== Parts of the exercise ==
1. From the article below on Liverpool's "To let" board ban, reproduce the text from "Landlords and letting" up to and including "up boards again.".
2. Render this sentence from the article on the "To let" board ban into Spanish: "It was estimated there were around 500 boards in the area due to the significant proportion of privately rented accommodation."
3. Using the article on the "To let" board ban, decide whether each statement holds, answering yes or no and quoting the words that settle it: (a) The ban was introduced in June 2015. (b) Every estate agent and landlord removed their boards after the council wrote to them. (c) Laura Robertson-Collins took a motion to council calling for the ban.

Members of Dales' Residents Association with (L-R) Julie Prestland from Generation Rent, Cabinet member for housing Cllr Ann O'Byrne and local councillor Laura Robertson-Collins (second from right)
Landlords and letting agents in part of Liverpool warned that enforcement action could be taken if they breach a ban on ‘To let’ boards.
In June 2015, the council introduced a ban in an area of Greenbank, following concerns raised by residents and local ward councillors about the impact it was having on the sustainability of the housing market.
It was estimated there were around 500 boards in the area due to the significant proportion of privately rented accommodation.
The city council wrote to all estate agents and landlords asking them to remove the boards and the vast majority complied, leading to a huge improvement in the streetscape.
However, local residents have recently complained that some agents have begun putting up boards again.
Councillor Frank Hont, Cabinet Member for Housing, said: “We are in contact with letting agents to remind them that boards should not be put up in this area.
“The scheme has worked well and made a big difference, but we are keeping a close eye on the situation and taking action when we are notified by residents about breaches of the ban.”
Greenbank Councillor, Laura Robertson-Collins, who took a motion to council calling for the introduction of the ban, said: “We have had some really good feedback from residents but it is important that we continue to get the message across that boards are not allowed in this area.”

== Dataset extract ==
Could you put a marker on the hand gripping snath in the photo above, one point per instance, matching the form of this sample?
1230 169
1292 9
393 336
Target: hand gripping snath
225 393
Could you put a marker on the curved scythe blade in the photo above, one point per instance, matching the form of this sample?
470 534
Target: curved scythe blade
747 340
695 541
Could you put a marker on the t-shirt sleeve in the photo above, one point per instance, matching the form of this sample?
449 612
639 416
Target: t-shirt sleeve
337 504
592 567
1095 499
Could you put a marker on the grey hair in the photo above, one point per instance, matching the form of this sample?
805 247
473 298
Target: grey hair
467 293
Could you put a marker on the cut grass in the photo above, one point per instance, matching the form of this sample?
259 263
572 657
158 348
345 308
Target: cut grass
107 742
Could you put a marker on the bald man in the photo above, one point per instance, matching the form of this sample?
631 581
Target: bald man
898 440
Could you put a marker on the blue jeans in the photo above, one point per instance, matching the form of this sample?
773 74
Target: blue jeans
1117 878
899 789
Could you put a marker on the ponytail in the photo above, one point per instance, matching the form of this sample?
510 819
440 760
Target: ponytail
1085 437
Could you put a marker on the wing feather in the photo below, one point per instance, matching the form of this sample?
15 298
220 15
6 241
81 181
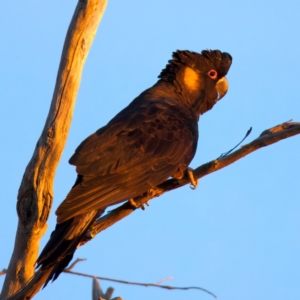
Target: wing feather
136 151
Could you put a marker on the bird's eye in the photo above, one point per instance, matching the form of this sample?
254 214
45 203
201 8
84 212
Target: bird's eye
213 74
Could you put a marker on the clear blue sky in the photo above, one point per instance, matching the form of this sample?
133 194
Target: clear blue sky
238 233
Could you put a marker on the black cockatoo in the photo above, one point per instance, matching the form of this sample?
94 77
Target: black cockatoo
153 138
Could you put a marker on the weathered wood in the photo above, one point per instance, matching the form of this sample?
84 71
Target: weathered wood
36 190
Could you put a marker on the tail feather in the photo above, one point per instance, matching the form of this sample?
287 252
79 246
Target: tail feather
63 242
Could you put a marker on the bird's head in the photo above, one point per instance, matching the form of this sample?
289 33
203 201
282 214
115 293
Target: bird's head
199 79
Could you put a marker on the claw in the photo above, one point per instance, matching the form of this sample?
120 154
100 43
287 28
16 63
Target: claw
194 182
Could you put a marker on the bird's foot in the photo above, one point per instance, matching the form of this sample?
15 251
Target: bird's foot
194 182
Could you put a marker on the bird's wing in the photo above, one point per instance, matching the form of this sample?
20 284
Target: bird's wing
136 151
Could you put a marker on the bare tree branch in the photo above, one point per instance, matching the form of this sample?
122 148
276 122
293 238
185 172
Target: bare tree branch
97 291
36 190
268 137
168 287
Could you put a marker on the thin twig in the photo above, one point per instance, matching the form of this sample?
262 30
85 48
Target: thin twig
74 263
168 287
163 280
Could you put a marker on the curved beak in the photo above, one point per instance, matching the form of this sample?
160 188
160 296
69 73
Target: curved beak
222 88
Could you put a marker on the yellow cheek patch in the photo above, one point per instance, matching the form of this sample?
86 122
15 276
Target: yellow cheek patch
191 79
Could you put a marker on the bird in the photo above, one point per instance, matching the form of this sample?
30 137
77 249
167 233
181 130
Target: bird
152 139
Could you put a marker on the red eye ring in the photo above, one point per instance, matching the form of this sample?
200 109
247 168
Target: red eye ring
213 74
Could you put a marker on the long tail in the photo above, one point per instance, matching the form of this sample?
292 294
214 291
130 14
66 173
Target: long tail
63 242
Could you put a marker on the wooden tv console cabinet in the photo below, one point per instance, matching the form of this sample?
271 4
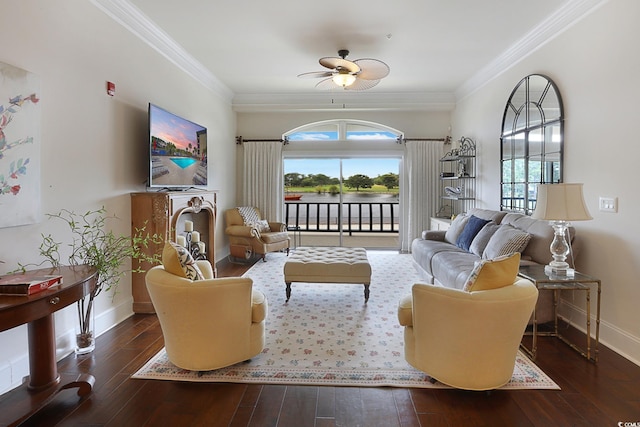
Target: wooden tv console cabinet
165 213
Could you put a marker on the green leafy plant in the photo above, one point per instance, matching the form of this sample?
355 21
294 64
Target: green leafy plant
92 244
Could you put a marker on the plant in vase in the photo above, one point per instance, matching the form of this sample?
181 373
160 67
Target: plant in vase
92 244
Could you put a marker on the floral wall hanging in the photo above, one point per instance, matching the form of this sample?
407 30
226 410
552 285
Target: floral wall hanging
19 147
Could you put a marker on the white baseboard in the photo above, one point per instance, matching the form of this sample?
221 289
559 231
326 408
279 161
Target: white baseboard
618 340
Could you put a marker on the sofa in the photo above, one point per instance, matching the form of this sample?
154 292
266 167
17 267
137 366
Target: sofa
446 258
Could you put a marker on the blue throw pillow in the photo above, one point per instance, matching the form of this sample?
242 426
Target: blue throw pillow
473 226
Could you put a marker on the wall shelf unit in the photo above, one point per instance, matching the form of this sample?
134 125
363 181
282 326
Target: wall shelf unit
458 179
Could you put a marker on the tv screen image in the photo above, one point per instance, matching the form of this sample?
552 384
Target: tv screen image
178 151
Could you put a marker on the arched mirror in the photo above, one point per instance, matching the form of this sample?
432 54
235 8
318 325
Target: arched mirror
532 142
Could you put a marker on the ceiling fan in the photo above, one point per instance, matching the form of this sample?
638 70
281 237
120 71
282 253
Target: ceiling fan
361 74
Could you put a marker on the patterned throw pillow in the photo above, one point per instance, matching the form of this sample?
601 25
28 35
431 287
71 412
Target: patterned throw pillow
506 240
493 273
262 226
177 260
482 238
456 227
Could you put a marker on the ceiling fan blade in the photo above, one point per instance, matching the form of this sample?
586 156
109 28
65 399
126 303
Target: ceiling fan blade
316 74
334 63
372 69
362 84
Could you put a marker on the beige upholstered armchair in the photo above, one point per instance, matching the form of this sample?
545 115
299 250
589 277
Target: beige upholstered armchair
207 324
467 340
250 234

== The results ==
1.
Landlords and letting agents in part of Liverpool warned that enforcement action could be taken if they breach a ban on ‘To let’ boards.
In June 2015, the council introduced a ban in an area of Greenbank, following concerns raised by residents and local ward councillors about the impact it was having on the sustainability of the housing market.
It was estimated there were around 500 boards in the area due to the significant proportion of privately rented accommodation.
The city council wrote to all estate agents and landlords asking them to remove the boards and the vast majority complied, leading to a huge improvement in the streetscape.
However, local residents have recently complained that some agents have begun putting up boards again.

2. Se calculó que había alrededor de 500 carteles en la zona debido a la importante proporción de viviendas de alquiler privado.

3.
(a) Yes: "In June 2015, the council introduced a ban in an area of Greenbank"
(b) No: "the vast majority complied"
(c) Yes: "Greenbank Councillor, Laura Robertson-Collins, who took a motion to council calling for the introduction of the ban"